#### The task:
Search the entries for the word "white". Copy every line that holds it.

Start of Source information

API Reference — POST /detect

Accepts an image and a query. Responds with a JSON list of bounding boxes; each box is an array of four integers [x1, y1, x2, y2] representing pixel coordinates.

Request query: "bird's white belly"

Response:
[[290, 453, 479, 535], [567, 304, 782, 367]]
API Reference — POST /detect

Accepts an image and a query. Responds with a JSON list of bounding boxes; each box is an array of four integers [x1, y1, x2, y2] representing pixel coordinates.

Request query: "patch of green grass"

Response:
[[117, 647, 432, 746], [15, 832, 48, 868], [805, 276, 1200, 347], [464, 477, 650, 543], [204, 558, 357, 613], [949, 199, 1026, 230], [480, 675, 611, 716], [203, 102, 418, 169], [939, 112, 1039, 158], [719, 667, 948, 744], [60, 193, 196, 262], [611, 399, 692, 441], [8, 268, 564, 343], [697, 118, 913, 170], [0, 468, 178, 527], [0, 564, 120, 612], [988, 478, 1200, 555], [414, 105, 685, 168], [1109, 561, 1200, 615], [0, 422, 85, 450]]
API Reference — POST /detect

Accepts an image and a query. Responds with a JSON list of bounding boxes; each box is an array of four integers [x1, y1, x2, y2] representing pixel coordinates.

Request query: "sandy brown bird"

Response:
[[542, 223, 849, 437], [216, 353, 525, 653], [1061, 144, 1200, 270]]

End of Source information
Start of Source information

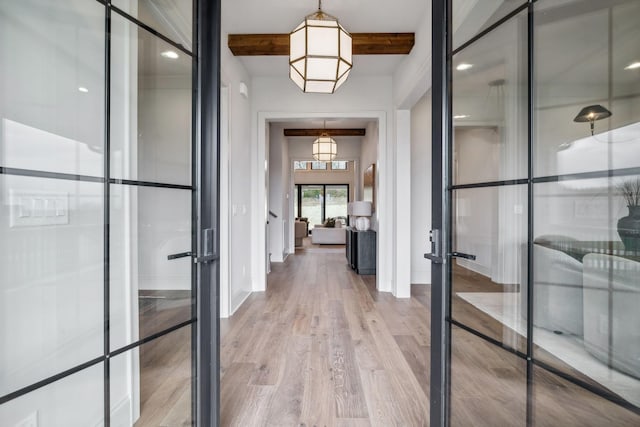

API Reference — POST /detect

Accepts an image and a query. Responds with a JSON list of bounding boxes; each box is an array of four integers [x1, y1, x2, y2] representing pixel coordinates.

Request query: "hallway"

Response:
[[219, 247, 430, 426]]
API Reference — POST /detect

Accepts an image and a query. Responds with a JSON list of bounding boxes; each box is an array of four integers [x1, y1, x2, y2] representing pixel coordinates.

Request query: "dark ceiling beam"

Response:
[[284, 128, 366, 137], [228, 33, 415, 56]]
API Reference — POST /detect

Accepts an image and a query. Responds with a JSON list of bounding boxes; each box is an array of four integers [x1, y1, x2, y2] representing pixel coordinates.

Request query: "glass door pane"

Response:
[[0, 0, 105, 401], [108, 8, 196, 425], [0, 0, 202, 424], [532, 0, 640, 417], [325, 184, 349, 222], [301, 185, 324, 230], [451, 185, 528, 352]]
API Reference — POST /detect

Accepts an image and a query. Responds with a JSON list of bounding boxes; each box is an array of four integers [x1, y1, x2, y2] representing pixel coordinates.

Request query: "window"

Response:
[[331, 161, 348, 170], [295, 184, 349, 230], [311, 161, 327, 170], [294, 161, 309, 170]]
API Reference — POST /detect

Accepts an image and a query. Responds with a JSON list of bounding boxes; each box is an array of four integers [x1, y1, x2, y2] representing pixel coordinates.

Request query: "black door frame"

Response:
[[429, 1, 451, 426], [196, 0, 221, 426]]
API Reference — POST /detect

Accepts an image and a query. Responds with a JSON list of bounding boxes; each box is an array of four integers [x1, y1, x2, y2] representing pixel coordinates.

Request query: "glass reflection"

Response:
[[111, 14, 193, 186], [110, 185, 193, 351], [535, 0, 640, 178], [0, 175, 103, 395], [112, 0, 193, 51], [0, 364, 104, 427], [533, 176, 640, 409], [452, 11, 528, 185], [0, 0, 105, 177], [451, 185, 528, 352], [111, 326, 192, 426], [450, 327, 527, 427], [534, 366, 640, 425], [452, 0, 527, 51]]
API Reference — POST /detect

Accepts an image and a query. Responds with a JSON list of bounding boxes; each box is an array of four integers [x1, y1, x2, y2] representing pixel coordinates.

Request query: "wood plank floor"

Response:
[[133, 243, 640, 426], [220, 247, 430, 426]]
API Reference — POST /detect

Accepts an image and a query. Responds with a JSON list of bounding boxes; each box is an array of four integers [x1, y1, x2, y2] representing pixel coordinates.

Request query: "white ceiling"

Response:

End of Source information

#### Completed task:
Request query: "bird's white belly"
Request query: "white ceiling"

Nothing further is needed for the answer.